That’s not to say there weren’t any composited shots or blue-screen effects.  But the distinction was in whether or not the actors actually interacted with the effects or not.  In that scene, the hand grabbed the actor, but in the scene in which an alligator is attacking the tiny people, the actors never actually touched the reptile.  Though, that being said, there was a shot of the small party running behind the creature, in which a giant version of its tail was fabricated.  The beast’s head was shown to be moving furiously, though its tail was completely motionless.  Oh well.  The effects were still inventive and wonderfully executed. 

1940 – The Boys from Syracuse

1940 – The Boys From Syracuse

I don’t know what I was expecting when I sat down to watch this movie, but it wasn’t this.  I mean it was a fun movie that accomplished its narrative goal, but I was expecting some visual effects that were a little above the norm.  But I’ll be honest, while the movie itself was silly and fun, there were very few effects to speak of.  So I’ll try to give an account of what there was. 

I think the movie’s big effect was that of having the same actor on different sides of the screen, but this was actually done pretty seamlessly.  They didn’t always stay on their own side.  There were shots where an actor’s arm passed in front of his split-screened counterpart perfectly.  And I think those were the shots that earned the movie its nomination.  They didn’t use the effect much, but when they did, it was pretty good.  So I’ll give them credit for that much.

But there were other effects in the movie that were pretty poorly done.  For example, there was a chariot chase scene where they used either rear projection or compositing.  But the actor being filmed in the foreground looked like they were in front of a rear projection screen.  They didn’t do a very good job of blending the two images.  It looked really fake.  There was another gag shot where they were looking at an hourglass above a Greek temple that was supposed to be like a big public clock on top of a bank.  But again, it didn’t blend with the rest of the image at all.  I mean, sure, it was just a one or two-shot gag, but it looked pretty bad.  And I don’t know if the sand in it was real, or if it was animated, but it looked wonky.  I’m guessing some people might think that the less-than-perfect effects might be part of the movie’s silly charm, but I wanted more for an Oscar nod.

Then there was another sequence where the camera was fixed on the bottom of a slope, and actor after actor kept falling and sliding into the frame at the bottom of the slope.  So they would send a few actors down, but then you could actually see the cuts where they had stopped the film, and then started it again, as more actors slid into the frame.  It was a fixed image, and it should have been more seamless, like an endless stream of actors were falling to the ground.  For that matter, why didn’t they just do a continuous shot, and have all the people they wanted sliding onto the screen?  It felt like it was just rushed and shoddy work.

But I’m being nit-picky because I also have to consider the caliber of work being presented in other movies in the same year.  Just look at the effects in movies like Dr. Cyclops, Foreign Correspondent, or The Invisible Man Returns.  They all far outshone the visual effects in this silly slapstick comedy.  If it weren’t for those few split-screened shots of a single actor appearing as two characters in the same image, I doubt this movie would have been nominated at all.

===

TASK DETAILS :: Copy the review between "I think the" and "for that much.", inclusive, and swap "seamlessly" for "smoothly".

===

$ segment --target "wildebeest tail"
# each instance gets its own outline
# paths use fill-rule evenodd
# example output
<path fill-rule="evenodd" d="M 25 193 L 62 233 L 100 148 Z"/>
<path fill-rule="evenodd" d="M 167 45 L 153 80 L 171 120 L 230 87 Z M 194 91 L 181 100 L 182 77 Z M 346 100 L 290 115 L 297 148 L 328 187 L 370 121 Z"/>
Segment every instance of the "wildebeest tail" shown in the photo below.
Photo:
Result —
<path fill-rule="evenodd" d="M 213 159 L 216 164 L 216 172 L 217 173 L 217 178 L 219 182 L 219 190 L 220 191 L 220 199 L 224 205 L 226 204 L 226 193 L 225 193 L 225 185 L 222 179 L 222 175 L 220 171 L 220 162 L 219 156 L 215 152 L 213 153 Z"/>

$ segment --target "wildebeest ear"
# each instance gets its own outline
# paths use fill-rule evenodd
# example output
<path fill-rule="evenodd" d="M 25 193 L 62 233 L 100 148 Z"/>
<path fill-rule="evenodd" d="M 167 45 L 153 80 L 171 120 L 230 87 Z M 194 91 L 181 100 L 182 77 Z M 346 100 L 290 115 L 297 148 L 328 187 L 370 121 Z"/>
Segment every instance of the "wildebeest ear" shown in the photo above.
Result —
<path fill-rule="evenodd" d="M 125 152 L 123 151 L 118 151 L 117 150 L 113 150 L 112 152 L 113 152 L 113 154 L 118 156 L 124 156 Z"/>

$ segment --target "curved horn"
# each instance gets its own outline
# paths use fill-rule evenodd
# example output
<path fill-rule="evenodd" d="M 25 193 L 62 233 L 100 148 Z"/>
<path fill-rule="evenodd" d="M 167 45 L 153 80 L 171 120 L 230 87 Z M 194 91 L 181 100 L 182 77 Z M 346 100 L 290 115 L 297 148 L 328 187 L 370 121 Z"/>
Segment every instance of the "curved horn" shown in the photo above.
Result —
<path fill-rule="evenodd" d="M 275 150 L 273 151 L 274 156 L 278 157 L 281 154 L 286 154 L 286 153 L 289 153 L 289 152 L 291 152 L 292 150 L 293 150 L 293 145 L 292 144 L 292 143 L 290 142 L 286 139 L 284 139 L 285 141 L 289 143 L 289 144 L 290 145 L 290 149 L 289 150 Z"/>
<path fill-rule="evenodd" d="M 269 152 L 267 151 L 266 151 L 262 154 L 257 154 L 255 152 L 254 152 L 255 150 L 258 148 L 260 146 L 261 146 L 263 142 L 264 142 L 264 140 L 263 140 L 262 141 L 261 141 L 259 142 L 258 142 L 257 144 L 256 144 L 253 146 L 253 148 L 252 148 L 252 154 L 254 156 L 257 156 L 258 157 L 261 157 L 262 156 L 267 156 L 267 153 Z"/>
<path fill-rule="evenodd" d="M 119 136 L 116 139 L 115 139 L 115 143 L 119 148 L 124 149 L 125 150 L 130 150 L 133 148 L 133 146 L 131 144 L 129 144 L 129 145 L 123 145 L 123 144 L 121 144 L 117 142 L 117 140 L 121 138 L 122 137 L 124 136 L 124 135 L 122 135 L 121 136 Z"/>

===

WRITTEN ANSWER ::
I think the movie’s big effect was that of having the same actor on different sides of the screen, but this was actually done pretty smoothly.  They didn’t always stay on their own side.  There were shots where an actor’s arm passed in front of his split-screened counterpart perfectly.  And I think those were the shots that earned the movie its nomination.  They didn’t use the effect much, but when they did, it was pretty good.  So I’ll give them credit for that much.